== Excerpted passage ==
+-------+

Saturday, 2 January 2010

Who needs enemies...?

I don't really want to waste time discussing Polly Toynbee's latest Guardian column here, but I should say the following. I am a big fan of Polly, I think her policy suggestions are usually spot on and her books, excellent. I think she has a strong moral compass which more often than not, means she advocates voting Labour. She recognises, like the Guardian apparently does, that this country is at it's strongest when the Labour party is at it's strongest. As a political commentator she has every right to call leaders of any political party on their policy decisions, and she does so. Most of the time I think she's dead right.

Her column today, in which she once again calls for Brown to go in a rather nasty manner has, however, made me lose a considerable amount of respect for her.

+-------+

== Excerpted data ==
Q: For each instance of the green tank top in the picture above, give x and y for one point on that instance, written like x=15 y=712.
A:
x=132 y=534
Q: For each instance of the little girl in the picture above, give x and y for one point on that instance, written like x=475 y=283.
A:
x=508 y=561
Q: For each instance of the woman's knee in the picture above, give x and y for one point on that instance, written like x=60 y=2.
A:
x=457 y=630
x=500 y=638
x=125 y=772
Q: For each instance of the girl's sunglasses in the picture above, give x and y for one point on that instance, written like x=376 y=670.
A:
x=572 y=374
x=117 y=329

+-------+

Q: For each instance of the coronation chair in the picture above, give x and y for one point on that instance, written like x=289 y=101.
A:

+-------+

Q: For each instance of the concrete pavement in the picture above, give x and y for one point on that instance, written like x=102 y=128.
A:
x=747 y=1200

+-------+

== What is required ==
Write out everything in the blog post on Polly Toynbee's column from "I don't really" down to "she's dead right.".

== Solution to the exercise ==
I don't really want to waste time discussing Polly Toynbee's latest Guardian column here, but I should say the following. I am a big fan of Polly, I think her policy suggestions are usually spot on and her books, excellent. I think she has a strong moral compass which more often than not, means she advocates voting Labour. She recognises, like the Guardian apparently does, that this country is at it's strongest when the Labour party is at it's strongest. As a political commentator she has every right to call leaders of any political party on their policy decisions, and she does so. Most of the time I think she's dead right.